» REQUIRED ACTION
Which lines of the data below include the string "kurta"? Return each of them.

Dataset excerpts
++++++

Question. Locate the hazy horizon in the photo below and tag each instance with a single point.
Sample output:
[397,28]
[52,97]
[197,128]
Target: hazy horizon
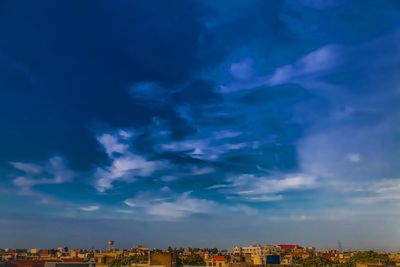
[200,123]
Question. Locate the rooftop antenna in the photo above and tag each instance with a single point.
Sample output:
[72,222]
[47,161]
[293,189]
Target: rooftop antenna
[111,245]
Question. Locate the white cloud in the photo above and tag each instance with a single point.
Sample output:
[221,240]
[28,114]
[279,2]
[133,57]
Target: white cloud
[111,143]
[265,189]
[54,171]
[90,208]
[172,208]
[312,64]
[305,71]
[354,157]
[242,70]
[125,165]
[384,191]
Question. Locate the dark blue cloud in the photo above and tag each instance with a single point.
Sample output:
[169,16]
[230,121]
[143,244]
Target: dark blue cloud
[188,113]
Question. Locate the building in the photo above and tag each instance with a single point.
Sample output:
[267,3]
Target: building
[218,261]
[70,264]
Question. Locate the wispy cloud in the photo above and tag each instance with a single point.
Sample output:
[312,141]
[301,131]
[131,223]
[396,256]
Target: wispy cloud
[54,171]
[386,191]
[125,165]
[305,70]
[90,208]
[171,208]
[265,189]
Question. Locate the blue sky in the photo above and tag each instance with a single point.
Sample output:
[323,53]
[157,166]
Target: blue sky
[200,123]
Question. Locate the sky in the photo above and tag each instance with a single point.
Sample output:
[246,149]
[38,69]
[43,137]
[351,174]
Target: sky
[200,123]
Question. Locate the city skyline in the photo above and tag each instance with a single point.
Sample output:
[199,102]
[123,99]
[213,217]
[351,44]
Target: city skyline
[200,123]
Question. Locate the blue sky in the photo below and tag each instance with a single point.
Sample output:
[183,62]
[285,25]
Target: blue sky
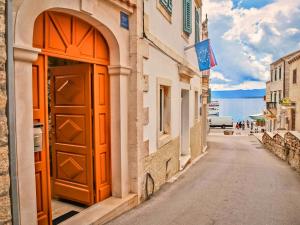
[248,35]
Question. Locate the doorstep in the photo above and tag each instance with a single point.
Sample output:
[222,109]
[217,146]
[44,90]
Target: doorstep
[104,211]
[184,160]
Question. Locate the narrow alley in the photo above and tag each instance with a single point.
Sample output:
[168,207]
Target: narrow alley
[237,182]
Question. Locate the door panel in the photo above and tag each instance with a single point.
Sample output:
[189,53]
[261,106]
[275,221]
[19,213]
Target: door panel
[101,133]
[71,138]
[41,158]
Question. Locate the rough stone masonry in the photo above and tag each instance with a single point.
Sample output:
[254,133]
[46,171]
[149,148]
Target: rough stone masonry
[5,209]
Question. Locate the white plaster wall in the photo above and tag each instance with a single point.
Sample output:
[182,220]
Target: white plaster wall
[160,65]
[277,85]
[295,90]
[171,34]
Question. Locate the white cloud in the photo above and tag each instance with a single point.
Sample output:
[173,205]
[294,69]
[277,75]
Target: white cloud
[246,41]
[292,31]
[218,76]
[247,85]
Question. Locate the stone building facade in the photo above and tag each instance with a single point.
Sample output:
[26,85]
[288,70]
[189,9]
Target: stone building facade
[277,89]
[285,145]
[5,206]
[135,101]
[293,113]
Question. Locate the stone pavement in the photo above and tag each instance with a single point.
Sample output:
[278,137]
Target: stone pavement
[238,182]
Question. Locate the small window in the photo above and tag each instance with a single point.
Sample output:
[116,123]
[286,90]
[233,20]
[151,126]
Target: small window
[295,76]
[164,109]
[163,113]
[167,4]
[187,16]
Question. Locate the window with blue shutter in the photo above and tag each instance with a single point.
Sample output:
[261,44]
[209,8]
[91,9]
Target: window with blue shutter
[187,16]
[197,25]
[167,4]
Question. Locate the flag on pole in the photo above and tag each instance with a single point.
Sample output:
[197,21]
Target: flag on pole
[205,55]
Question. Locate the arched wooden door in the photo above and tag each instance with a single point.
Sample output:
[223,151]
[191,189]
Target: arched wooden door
[80,132]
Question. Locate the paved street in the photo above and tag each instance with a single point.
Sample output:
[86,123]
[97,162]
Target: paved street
[236,183]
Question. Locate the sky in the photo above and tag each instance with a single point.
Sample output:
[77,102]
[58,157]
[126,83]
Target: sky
[247,36]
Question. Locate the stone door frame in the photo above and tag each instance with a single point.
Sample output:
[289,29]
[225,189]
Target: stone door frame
[25,54]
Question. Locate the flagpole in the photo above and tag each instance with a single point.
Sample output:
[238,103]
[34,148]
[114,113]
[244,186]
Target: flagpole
[189,47]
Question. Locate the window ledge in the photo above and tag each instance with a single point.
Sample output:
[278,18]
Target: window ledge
[163,140]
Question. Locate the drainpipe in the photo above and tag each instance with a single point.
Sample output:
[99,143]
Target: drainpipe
[11,114]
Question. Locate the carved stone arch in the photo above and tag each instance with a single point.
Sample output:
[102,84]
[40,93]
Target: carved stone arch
[66,35]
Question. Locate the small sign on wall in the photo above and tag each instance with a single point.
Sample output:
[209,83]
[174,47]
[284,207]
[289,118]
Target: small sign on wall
[124,20]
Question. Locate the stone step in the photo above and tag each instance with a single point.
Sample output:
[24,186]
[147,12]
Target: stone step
[104,211]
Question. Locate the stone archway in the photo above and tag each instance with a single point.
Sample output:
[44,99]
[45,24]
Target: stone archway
[24,55]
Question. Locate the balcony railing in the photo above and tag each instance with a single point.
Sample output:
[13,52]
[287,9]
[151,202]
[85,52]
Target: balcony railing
[271,105]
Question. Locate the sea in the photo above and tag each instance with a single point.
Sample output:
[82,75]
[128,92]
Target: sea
[240,108]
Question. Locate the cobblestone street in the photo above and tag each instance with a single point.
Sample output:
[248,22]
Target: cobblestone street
[237,182]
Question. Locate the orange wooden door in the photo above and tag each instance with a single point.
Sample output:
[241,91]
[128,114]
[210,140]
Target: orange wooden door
[41,158]
[101,133]
[71,118]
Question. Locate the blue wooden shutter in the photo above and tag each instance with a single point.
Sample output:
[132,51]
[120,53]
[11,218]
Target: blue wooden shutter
[197,25]
[187,16]
[167,4]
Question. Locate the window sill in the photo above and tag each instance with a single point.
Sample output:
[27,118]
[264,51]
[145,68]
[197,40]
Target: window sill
[163,139]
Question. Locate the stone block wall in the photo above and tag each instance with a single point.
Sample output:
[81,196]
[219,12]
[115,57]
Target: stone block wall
[268,141]
[285,146]
[5,208]
[195,136]
[161,165]
[293,147]
[279,148]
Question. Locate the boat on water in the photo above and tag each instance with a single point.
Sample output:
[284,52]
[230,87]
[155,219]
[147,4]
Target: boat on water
[214,108]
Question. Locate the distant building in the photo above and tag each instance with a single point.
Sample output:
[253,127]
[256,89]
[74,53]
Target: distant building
[293,108]
[104,104]
[277,90]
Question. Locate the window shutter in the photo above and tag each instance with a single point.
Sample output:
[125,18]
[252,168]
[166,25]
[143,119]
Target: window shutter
[167,4]
[187,16]
[197,25]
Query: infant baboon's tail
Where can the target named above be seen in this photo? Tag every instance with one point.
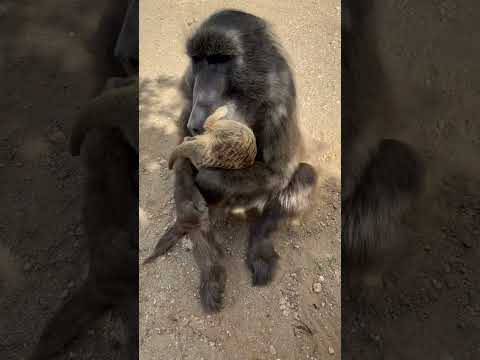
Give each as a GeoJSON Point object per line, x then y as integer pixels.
{"type": "Point", "coordinates": [115, 108]}
{"type": "Point", "coordinates": [296, 196]}
{"type": "Point", "coordinates": [391, 181]}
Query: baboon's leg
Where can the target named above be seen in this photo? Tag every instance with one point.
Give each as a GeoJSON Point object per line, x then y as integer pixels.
{"type": "Point", "coordinates": [261, 255]}
{"type": "Point", "coordinates": [208, 257]}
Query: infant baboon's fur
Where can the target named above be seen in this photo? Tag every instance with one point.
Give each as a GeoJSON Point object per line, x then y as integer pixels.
{"type": "Point", "coordinates": [226, 144]}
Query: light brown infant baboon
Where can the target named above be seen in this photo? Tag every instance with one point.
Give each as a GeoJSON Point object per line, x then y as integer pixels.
{"type": "Point", "coordinates": [225, 143]}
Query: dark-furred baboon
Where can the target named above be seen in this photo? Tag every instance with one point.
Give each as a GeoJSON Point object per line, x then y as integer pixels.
{"type": "Point", "coordinates": [235, 59]}
{"type": "Point", "coordinates": [380, 176]}
{"type": "Point", "coordinates": [110, 217]}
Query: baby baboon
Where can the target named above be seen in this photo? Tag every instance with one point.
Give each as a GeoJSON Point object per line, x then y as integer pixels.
{"type": "Point", "coordinates": [226, 144]}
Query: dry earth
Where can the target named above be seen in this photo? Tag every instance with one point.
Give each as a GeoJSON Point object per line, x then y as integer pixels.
{"type": "Point", "coordinates": [53, 61]}
{"type": "Point", "coordinates": [286, 320]}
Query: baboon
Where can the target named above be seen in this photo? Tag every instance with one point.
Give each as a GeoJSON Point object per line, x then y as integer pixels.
{"type": "Point", "coordinates": [110, 217]}
{"type": "Point", "coordinates": [236, 59]}
{"type": "Point", "coordinates": [381, 176]}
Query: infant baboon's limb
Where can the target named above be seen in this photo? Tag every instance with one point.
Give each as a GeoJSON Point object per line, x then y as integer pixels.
{"type": "Point", "coordinates": [116, 107]}
{"type": "Point", "coordinates": [166, 242]}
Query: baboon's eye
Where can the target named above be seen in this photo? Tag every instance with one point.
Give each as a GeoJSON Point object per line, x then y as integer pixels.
{"type": "Point", "coordinates": [218, 59]}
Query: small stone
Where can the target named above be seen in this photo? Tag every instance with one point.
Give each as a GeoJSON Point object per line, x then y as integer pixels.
{"type": "Point", "coordinates": [79, 231]}
{"type": "Point", "coordinates": [331, 350]}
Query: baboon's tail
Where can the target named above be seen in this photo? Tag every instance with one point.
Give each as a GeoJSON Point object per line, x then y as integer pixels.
{"type": "Point", "coordinates": [115, 108]}
{"type": "Point", "coordinates": [391, 180]}
{"type": "Point", "coordinates": [70, 321]}
{"type": "Point", "coordinates": [296, 196]}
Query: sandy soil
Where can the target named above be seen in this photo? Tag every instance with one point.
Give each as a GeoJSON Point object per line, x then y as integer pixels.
{"type": "Point", "coordinates": [285, 320]}
{"type": "Point", "coordinates": [53, 61]}
{"type": "Point", "coordinates": [430, 308]}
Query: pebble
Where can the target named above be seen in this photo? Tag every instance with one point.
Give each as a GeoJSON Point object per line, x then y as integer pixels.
{"type": "Point", "coordinates": [187, 244]}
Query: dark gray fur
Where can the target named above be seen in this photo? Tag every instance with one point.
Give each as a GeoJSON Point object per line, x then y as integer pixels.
{"type": "Point", "coordinates": [381, 177]}
{"type": "Point", "coordinates": [110, 216]}
{"type": "Point", "coordinates": [252, 73]}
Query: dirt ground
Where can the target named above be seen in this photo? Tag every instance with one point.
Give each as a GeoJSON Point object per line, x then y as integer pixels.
{"type": "Point", "coordinates": [287, 319]}
{"type": "Point", "coordinates": [53, 61]}
{"type": "Point", "coordinates": [430, 308]}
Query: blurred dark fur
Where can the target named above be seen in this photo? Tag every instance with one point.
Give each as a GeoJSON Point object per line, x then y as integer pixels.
{"type": "Point", "coordinates": [381, 177]}
{"type": "Point", "coordinates": [110, 216]}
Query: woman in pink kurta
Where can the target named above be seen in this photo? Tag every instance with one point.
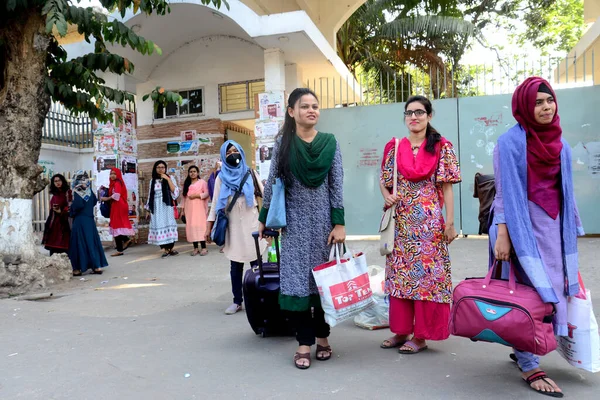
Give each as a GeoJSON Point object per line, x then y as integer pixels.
{"type": "Point", "coordinates": [418, 276]}
{"type": "Point", "coordinates": [195, 209]}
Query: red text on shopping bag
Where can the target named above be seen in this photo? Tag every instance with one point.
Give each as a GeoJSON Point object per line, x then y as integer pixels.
{"type": "Point", "coordinates": [347, 293]}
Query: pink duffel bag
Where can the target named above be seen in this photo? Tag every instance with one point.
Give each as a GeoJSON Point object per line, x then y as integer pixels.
{"type": "Point", "coordinates": [505, 312]}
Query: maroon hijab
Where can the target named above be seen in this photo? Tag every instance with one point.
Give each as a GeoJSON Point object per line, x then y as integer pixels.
{"type": "Point", "coordinates": [543, 146]}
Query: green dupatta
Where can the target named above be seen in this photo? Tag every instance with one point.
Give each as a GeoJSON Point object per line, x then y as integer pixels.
{"type": "Point", "coordinates": [310, 162]}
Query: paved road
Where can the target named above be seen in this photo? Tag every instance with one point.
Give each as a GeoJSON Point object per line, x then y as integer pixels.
{"type": "Point", "coordinates": [155, 320]}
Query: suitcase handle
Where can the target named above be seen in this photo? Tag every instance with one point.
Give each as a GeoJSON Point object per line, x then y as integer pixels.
{"type": "Point", "coordinates": [266, 233]}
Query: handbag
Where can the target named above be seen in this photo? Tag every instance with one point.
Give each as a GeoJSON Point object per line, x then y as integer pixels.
{"type": "Point", "coordinates": [175, 210]}
{"type": "Point", "coordinates": [505, 312]}
{"type": "Point", "coordinates": [219, 230]}
{"type": "Point", "coordinates": [276, 217]}
{"type": "Point", "coordinates": [581, 348]}
{"type": "Point", "coordinates": [387, 228]}
{"type": "Point", "coordinates": [344, 286]}
{"type": "Point", "coordinates": [104, 205]}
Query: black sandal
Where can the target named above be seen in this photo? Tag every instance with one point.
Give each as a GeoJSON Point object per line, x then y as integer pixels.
{"type": "Point", "coordinates": [541, 375]}
{"type": "Point", "coordinates": [321, 349]}
{"type": "Point", "coordinates": [298, 356]}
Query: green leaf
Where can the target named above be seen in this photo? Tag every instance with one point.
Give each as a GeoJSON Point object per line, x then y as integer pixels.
{"type": "Point", "coordinates": [150, 46]}
{"type": "Point", "coordinates": [50, 85]}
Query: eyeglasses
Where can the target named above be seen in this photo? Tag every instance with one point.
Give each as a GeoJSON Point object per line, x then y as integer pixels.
{"type": "Point", "coordinates": [418, 113]}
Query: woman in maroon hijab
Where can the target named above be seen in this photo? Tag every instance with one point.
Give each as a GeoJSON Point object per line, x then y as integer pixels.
{"type": "Point", "coordinates": [535, 219]}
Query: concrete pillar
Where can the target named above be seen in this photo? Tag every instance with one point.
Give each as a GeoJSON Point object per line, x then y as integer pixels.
{"type": "Point", "coordinates": [293, 78]}
{"type": "Point", "coordinates": [274, 70]}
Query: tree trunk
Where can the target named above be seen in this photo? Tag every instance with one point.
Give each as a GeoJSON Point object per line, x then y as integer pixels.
{"type": "Point", "coordinates": [23, 108]}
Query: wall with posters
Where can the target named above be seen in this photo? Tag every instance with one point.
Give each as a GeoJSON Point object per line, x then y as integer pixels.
{"type": "Point", "coordinates": [116, 146]}
{"type": "Point", "coordinates": [62, 159]}
{"type": "Point", "coordinates": [270, 116]}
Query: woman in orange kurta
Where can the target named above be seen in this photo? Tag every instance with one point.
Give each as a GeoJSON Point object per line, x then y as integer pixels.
{"type": "Point", "coordinates": [120, 227]}
{"type": "Point", "coordinates": [195, 209]}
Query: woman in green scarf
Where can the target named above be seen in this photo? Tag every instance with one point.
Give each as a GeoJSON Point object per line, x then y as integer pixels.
{"type": "Point", "coordinates": [310, 164]}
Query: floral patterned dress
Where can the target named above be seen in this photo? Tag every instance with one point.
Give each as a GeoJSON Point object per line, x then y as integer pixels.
{"type": "Point", "coordinates": [419, 266]}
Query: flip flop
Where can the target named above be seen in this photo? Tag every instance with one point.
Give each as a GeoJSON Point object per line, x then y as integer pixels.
{"type": "Point", "coordinates": [298, 356]}
{"type": "Point", "coordinates": [393, 345]}
{"type": "Point", "coordinates": [322, 349]}
{"type": "Point", "coordinates": [415, 349]}
{"type": "Point", "coordinates": [541, 376]}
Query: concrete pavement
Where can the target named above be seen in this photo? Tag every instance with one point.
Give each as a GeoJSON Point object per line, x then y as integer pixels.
{"type": "Point", "coordinates": [152, 328]}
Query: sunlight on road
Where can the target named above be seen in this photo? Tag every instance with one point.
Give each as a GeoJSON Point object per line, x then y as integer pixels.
{"type": "Point", "coordinates": [130, 286]}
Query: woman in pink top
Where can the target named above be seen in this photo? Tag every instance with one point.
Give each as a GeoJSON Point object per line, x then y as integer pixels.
{"type": "Point", "coordinates": [195, 209]}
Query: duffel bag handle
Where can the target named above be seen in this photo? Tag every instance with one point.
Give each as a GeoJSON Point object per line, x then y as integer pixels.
{"type": "Point", "coordinates": [512, 280]}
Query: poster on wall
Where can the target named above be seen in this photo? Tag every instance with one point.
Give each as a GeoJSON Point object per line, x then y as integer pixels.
{"type": "Point", "coordinates": [48, 167]}
{"type": "Point", "coordinates": [267, 130]}
{"type": "Point", "coordinates": [127, 143]}
{"type": "Point", "coordinates": [207, 164]}
{"type": "Point", "coordinates": [104, 144]}
{"type": "Point", "coordinates": [187, 136]}
{"type": "Point", "coordinates": [129, 165]}
{"type": "Point", "coordinates": [104, 163]}
{"type": "Point", "coordinates": [271, 105]}
{"type": "Point", "coordinates": [173, 147]}
{"type": "Point", "coordinates": [190, 147]}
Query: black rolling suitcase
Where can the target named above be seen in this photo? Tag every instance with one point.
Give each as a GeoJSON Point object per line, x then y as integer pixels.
{"type": "Point", "coordinates": [261, 295]}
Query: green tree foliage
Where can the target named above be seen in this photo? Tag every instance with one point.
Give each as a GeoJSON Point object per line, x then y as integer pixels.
{"type": "Point", "coordinates": [555, 29]}
{"type": "Point", "coordinates": [76, 83]}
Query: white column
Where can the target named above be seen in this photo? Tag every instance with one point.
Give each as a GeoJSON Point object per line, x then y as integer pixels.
{"type": "Point", "coordinates": [293, 78]}
{"type": "Point", "coordinates": [274, 70]}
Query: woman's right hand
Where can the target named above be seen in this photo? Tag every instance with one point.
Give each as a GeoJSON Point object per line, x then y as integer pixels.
{"type": "Point", "coordinates": [390, 200]}
{"type": "Point", "coordinates": [503, 247]}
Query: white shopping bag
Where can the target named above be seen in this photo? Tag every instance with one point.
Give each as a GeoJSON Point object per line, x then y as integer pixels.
{"type": "Point", "coordinates": [582, 347]}
{"type": "Point", "coordinates": [376, 317]}
{"type": "Point", "coordinates": [344, 286]}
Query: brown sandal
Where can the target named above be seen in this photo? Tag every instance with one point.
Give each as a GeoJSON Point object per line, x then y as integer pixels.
{"type": "Point", "coordinates": [298, 356]}
{"type": "Point", "coordinates": [321, 349]}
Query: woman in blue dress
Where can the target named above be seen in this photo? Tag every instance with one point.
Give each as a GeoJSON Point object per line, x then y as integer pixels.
{"type": "Point", "coordinates": [85, 249]}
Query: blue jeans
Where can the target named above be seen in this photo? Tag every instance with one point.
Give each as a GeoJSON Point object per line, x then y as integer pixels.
{"type": "Point", "coordinates": [527, 361]}
{"type": "Point", "coordinates": [237, 276]}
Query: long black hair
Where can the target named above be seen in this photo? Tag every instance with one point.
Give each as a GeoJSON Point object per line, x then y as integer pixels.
{"type": "Point", "coordinates": [287, 133]}
{"type": "Point", "coordinates": [188, 180]}
{"type": "Point", "coordinates": [167, 199]}
{"type": "Point", "coordinates": [431, 135]}
{"type": "Point", "coordinates": [64, 188]}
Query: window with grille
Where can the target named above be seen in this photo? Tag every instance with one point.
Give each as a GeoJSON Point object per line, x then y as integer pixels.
{"type": "Point", "coordinates": [192, 104]}
{"type": "Point", "coordinates": [239, 96]}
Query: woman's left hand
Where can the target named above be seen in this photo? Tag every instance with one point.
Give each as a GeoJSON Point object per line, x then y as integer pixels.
{"type": "Point", "coordinates": [337, 235]}
{"type": "Point", "coordinates": [450, 233]}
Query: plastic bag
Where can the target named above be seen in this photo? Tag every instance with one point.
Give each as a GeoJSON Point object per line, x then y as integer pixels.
{"type": "Point", "coordinates": [344, 286]}
{"type": "Point", "coordinates": [581, 348]}
{"type": "Point", "coordinates": [376, 317]}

++++++

» RESPONSE TO THIS TASK
Query: woman in pink kurta
Query: woman in orange kurta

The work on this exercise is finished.